> _Texto do documento_:
● ● ●

A questão é complexa e, para compreender as dinâmicas do garimpo na região, é preciso romper com a ideia de maus e bons nessa história. E o primeiro passo é assumir que o garimpo, esse mesmo que hoje sabemos ser predatório para todas as formas de vida que o cercam, foi estimulado nas décadas de 1960 e 1970. “Existe um contexto social em torno da garimpagem que foi construído historicamente, com estímulo por parte do Estado brasileiro”, pontua o professor. Esse contexto envolve desde imigrantes que se aventuram pela mata em busca de tesouros e de vida nova, até mulheres que se prostituem e gente famélica que vê na garimpagem uma forma de sobreviver. Por trás de toda essa gente, há grandes empresários e políticos influentes. “A garimpagem ilegal, que se tornou algo comum na região, estabelece uma rede complexa de aeroportos e portos ilegais. Ela tem acordos com as elites econômicas e políticas, bem como esquemas de corrupção envolvendo agentes do Estado”, acrescenta.
Agora, observe que já existe toda uma estrutura de marginalização e práticas ilegais. Não é preciso ser genial para deduzir que essa estrutura chama atenção de outros tipos de organizações criminosas. É por isso que Chagas observa que “todos esses elementos são do interesse do narcotráfico, assim como o uso do ouro como meio para lavagem de dinheiro proveniente do tráfico de drogas e a possibilidade de investimento financeiro de recursos ilícitos do narcotráfico nas atividades de garimpo”. Pronto. Passamos do garimpo ilegal ao narcogarimpo.

● ● ●

> _Registros de anotação de coordenadas_:
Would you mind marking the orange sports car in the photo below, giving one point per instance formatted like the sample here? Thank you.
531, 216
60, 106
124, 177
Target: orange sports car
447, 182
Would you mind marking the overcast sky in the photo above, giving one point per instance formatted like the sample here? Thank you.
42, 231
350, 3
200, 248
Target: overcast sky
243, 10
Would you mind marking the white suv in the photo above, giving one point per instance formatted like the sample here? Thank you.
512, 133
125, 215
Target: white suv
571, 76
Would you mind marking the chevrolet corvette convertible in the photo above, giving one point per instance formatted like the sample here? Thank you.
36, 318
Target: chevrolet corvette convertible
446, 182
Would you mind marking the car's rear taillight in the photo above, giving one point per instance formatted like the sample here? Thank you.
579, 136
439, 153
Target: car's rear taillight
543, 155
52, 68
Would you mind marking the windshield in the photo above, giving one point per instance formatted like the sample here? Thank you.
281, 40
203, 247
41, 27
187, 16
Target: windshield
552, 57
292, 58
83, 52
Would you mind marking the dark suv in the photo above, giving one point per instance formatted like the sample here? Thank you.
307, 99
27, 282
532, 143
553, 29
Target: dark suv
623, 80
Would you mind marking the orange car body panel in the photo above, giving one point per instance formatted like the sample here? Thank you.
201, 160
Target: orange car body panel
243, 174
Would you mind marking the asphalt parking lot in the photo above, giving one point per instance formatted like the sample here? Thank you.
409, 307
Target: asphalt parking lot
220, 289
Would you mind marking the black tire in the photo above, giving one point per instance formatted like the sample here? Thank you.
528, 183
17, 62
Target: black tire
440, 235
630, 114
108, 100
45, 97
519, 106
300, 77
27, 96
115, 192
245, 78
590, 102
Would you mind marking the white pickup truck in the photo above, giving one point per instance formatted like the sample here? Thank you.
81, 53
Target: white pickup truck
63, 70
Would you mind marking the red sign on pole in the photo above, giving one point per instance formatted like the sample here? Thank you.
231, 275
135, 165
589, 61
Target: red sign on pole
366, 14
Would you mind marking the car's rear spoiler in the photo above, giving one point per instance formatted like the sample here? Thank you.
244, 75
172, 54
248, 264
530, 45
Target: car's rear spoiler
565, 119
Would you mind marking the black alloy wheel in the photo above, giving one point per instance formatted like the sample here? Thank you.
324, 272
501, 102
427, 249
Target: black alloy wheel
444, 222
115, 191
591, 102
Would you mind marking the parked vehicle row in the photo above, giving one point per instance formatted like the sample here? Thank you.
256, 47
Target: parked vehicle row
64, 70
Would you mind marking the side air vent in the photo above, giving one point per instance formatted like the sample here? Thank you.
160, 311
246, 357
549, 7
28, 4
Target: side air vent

● ● ●

> _O que se espera_: Escreva o trecho que vem a seguir no texto sobre garimpo ilegal e narcotráfico, começando após a última frase apresentada.

> _Resultado_:
E antes que o leitor mais apressado diga que basta as forças de segurança estatais agirem, é preciso dizer que, no caso das operações da Terra Indígena Yanomami, o próprio governo diz que está entrando na fase mais delicada. “Tenho participado de eventos com lideranças políticas e empresariais que atacam a demarcação das terras indígenas e reservas com base em argumentos preconceituosos sobre a forma de vida dos indígenas, exaltando práticas de acumulação espoliativas de capital”, aponta o pesquisador. E acrescenta: “quando observamos a questão do marco temporal, conforme vem sendo discutida em Brasília, fica evidente a rede de poder que perpetua essas práticas exploratórias”.
É por isso que o professor Chagas insiste que “é necessário um projeto político e econômico de fôlego. Não há solução de curto prazo; o problema da invasão da TI Yanomami e da expansão do narcotráfico não pode ser resolvido por meio de decretos”.
Rodrigo Pereira Chagas (Foto: Arquivo pessoal)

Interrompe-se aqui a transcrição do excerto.